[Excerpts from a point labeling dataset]
┌──

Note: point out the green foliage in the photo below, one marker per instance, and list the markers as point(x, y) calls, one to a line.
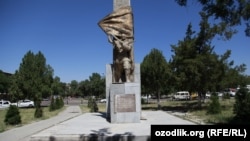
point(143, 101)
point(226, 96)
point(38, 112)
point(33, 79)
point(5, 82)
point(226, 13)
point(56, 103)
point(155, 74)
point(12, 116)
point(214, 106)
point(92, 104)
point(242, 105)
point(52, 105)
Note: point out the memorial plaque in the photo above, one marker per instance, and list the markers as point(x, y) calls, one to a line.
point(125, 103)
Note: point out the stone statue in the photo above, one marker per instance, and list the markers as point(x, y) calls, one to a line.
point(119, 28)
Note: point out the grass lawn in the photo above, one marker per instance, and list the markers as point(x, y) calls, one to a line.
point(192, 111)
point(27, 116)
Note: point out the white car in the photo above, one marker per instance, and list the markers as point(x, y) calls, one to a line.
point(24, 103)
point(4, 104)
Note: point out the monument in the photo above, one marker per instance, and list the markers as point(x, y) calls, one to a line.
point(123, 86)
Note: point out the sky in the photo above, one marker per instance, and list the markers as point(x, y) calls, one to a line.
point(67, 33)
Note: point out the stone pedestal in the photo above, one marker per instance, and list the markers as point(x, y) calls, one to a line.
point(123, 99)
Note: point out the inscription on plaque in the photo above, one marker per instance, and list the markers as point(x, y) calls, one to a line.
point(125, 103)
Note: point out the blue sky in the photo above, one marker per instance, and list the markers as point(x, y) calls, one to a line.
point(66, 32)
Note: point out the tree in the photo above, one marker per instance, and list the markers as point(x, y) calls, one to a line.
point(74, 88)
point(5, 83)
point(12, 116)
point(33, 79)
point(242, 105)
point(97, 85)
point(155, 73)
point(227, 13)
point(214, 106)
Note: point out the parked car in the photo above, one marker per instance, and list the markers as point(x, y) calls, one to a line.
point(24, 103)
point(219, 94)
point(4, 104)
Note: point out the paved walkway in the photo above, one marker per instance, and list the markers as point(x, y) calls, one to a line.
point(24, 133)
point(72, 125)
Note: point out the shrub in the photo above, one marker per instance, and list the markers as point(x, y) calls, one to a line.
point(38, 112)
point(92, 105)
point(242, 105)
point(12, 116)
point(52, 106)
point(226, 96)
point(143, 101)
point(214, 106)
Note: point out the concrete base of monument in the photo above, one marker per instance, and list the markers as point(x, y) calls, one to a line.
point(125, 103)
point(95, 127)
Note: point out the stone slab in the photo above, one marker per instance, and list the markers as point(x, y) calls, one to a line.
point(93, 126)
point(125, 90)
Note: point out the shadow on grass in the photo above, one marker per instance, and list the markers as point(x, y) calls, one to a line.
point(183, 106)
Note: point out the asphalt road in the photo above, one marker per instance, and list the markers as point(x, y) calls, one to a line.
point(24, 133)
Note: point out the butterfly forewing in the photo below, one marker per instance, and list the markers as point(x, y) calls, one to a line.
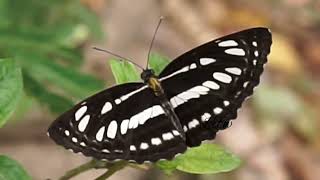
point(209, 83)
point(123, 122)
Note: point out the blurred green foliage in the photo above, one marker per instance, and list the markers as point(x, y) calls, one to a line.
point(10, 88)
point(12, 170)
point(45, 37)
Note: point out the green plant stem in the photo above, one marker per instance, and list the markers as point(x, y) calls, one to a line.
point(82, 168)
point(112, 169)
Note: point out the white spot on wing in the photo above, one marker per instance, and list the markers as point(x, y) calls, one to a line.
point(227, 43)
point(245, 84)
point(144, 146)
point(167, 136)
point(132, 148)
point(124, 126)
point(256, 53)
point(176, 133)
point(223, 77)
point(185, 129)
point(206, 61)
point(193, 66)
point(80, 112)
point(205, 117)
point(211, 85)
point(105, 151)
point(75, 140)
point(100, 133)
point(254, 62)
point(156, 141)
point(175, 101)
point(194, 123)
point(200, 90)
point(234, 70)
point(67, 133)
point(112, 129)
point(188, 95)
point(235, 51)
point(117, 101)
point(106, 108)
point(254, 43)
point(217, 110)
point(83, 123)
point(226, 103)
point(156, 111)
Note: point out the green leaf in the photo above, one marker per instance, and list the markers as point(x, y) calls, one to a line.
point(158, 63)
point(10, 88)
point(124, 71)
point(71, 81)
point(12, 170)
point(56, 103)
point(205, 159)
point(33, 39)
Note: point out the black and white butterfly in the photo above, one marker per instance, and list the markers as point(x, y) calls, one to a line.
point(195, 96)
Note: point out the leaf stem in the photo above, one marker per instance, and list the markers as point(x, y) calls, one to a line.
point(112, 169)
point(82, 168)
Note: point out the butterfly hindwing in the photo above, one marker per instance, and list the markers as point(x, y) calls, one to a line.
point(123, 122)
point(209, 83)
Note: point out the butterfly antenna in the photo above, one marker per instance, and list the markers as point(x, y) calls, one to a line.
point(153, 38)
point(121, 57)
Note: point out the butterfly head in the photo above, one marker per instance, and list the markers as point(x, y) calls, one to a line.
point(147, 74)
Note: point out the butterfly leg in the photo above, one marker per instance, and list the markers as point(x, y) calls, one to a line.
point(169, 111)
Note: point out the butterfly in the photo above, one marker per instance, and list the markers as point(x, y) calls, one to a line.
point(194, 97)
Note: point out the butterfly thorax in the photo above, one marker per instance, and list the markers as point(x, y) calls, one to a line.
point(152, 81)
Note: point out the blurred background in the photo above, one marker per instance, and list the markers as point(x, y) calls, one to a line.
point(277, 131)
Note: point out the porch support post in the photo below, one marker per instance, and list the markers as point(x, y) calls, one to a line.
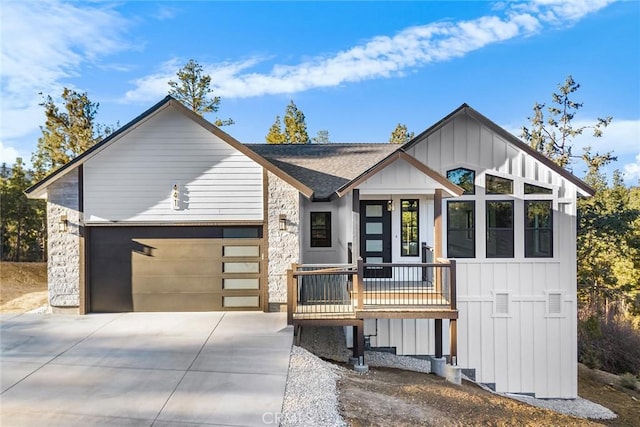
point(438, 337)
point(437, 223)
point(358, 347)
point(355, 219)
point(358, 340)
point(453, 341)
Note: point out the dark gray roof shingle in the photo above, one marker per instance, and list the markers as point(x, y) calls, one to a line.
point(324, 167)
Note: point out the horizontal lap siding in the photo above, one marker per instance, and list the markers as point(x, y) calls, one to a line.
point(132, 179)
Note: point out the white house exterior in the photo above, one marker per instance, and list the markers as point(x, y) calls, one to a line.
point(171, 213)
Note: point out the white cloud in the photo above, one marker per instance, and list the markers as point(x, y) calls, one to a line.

└──

**Do this**
Put every line of the records above into a numbered list, skipping any blank lines. Leave the pictures out of your list.

**The solution**
1. Note: point out the green foliage in the photo below, one marker per instance, and list the markers as point(x, y) calls, one to a line.
2. point(143, 101)
3. point(226, 96)
4. point(38, 112)
5. point(33, 79)
6. point(5, 82)
7. point(226, 13)
8. point(56, 103)
9. point(155, 74)
10. point(12, 116)
11. point(214, 106)
12. point(92, 104)
13. point(242, 105)
14. point(52, 105)
15. Note: point out the memorial plaque in the photo above, one marker per instance, and list the markers as point(x, y) calls, one to a line.
16. point(125, 103)
17. Note: point out the stone statue in the photo above, one marker per instance, and list the markers as point(x, y) calls, one to a line.
18. point(119, 28)
19. Note: point out the grass lawn in the photo above, one marker per instance, and list the markers as point(x, y) calls, one to a line.
20. point(192, 111)
21. point(27, 116)
22. Note: point out the white car in the photo above, one marker per instance, and list the markers as point(x, y) calls, one to a line.
23. point(24, 103)
24. point(4, 104)
25. Note: point out the monument in the photo above, one marker per instance, and list the markers as point(x, y) calls, one to a line.
26. point(123, 86)
27. Note: point out the sky in the photo above, one marker per instance, and list the markers as point(x, y) calls, one to a line.
28. point(67, 33)
29. Note: point out the stone pedestal in the photo above, one marker per instance, and list the markers as point(x, y) calls, one to a line.
30. point(123, 99)
31. Note: point out the inscription on plaque in the photo above, one marker per instance, and list the markers as point(x, y) calls, one to a line.
32. point(125, 103)
33. Note: point out the blue sky in the photo above, one marker per instance, and list the markers as point(x, y) calls, one to a line.
34. point(66, 32)
35. Note: point out the tree in the photo above, one marker per instance, and list the markers as point(x, y) calls, one to a line.
36. point(74, 88)
37. point(5, 83)
38. point(12, 116)
39. point(33, 79)
40. point(242, 105)
41. point(97, 85)
42. point(155, 73)
43. point(227, 13)
44. point(214, 106)
45. Note: point out the parked car in the photo above, one marker per instance, and list the markers as point(x, y) calls, one to a line.
46. point(24, 103)
47. point(219, 94)
48. point(4, 104)
49. Note: point out the paved walkway in the photo above, one marker per instance, and list the markers as point(x, y) calls, one to a line.
50. point(24, 133)
51. point(72, 125)
52. Note: point out the shrub in the photo above, one marker per instance, and list the markers as point(x, y) calls, one to a line.
53. point(38, 112)
54. point(92, 105)
55. point(242, 105)
56. point(12, 116)
57. point(52, 106)
58. point(226, 96)
59. point(143, 101)
60. point(214, 106)
61. Note: point out the concrete base of monument in the photo above, one marker per instance, and list the markers as point(x, y) calls, one to a line.
62. point(125, 103)
63. point(95, 127)
64. Note: point out the stone slab in the photo above, one marker per instance, and list the markers as point(x, y) calls, one to a line.
65. point(93, 126)
66. point(125, 90)
67. Note: point out the shadow on grass in the photo above, one marker per instance, and list the markers as point(x, y) calls, one to a line.
68. point(183, 106)
69. Note: point out the asphalt road in the photo above, one marker per instance, and list the markers as point(x, y) calls, one to a line.
70. point(24, 133)
71. Note: point out the butterfly forewing in the photo below, one marker per instance, and list the markers as point(x, y) calls, one to a line.
72. point(209, 83)
73. point(123, 122)
74. Note: point out the blurred green foliage in the photo above, one marker per instance, and list the markers as point(x, y) calls, one to a line.
75. point(10, 88)
76. point(12, 170)
77. point(45, 37)
78. Note: point out the green plant stem in the photo above, one marker per instance, and list the markers as point(x, y) calls, one to a line.
79. point(82, 168)
80. point(112, 169)
81. Note: point out the white spot on wing in the photo above, one marker per instance, and list the markers as point(x, y) calls, one to a line.
82. point(227, 43)
83. point(245, 84)
84. point(144, 146)
85. point(167, 136)
86. point(132, 148)
87. point(124, 126)
88. point(256, 53)
89. point(176, 133)
90. point(223, 77)
91. point(185, 129)
92. point(206, 61)
93. point(193, 66)
94. point(80, 112)
95. point(205, 117)
96. point(211, 85)
97. point(105, 151)
98. point(75, 140)
99. point(100, 133)
100. point(254, 62)
101. point(156, 141)
102. point(175, 101)
103. point(194, 123)
104. point(200, 90)
105. point(234, 70)
106. point(67, 133)
107. point(112, 129)
108. point(188, 95)
109. point(235, 51)
110. point(117, 101)
111. point(106, 108)
112. point(254, 43)
113. point(217, 110)
114. point(83, 123)
115. point(226, 103)
116. point(156, 111)
117. Note: point out the green leaf in the photo above, one marker per instance, and list the markers as point(x, y) calls, one to a line.
118. point(158, 63)
119. point(10, 88)
120. point(124, 71)
121. point(71, 81)
122. point(12, 170)
123. point(56, 103)
124. point(205, 159)
125. point(33, 39)
126. Note: point out the black and white butterfly in the photo above, one marker per instance, and list the markers as point(x, y) calls, one to a line.
127. point(195, 96)
128. Note: point out the leaf stem in the photo above, one marker per instance, and list the markers as point(x, y) calls, one to a line.
129. point(112, 169)
130. point(82, 168)
131. Note: point out the butterfly hindwing in the photo above, one marker per instance, and list the markers as point(x, y) calls, one to a line.
132. point(123, 122)
133. point(209, 83)
134. Note: point out the butterfly antenna in the photo above, one marker per instance, and list the markers as point(x, y) calls, one to a line.
135. point(153, 38)
136. point(121, 57)
137. Note: point out the butterfly head in the photo above, one marker per instance, and list the markers as point(x, y) calls, one to a line.
138. point(147, 74)
139. Note: point out the butterfly leg in the photo above, one marker per instance, and list the markers as point(x, y) calls, one to a line.
140. point(169, 111)
141. Note: point out the butterfly in the photo above, one marker per instance, and list the markers as point(x, y) calls, one to a line.
142. point(194, 97)
143. Note: point out the butterfly thorax in the photo above, one marker per instance, and list the markers as point(x, y) calls, one to a line.
144. point(152, 81)
145. Note: point out the blurred background in the photo above, one marker per instance, and list the markers as point(x, y) calls, one to a line.
146. point(277, 131)
147. Note: point out the porch support post in the photo below, one marker per instance, and list the markers as point(x, y) calls, one to a line.
148. point(438, 337)
149. point(437, 223)
150. point(358, 347)
151. point(355, 219)
152. point(358, 340)
153. point(453, 341)
154. Note: point out the dark gray roof shingle in the photo above, one marker per instance, and list the markers as point(x, y) calls, one to a line.
155. point(324, 167)
156. Note: point out the horizontal lap siding in the photo above, one marker per instance, and list the markers as point(x, y) calls, one to a line.
157. point(132, 179)
158. Note: point out the white house exterior in the photo above, one marker per instance, and list the markers as point(x, y) calls, one to a line.
159. point(171, 213)
160. Note: point out the white cloud in the photo above, one marker per instance, and list the markers as point(x, y) calls, one to a line.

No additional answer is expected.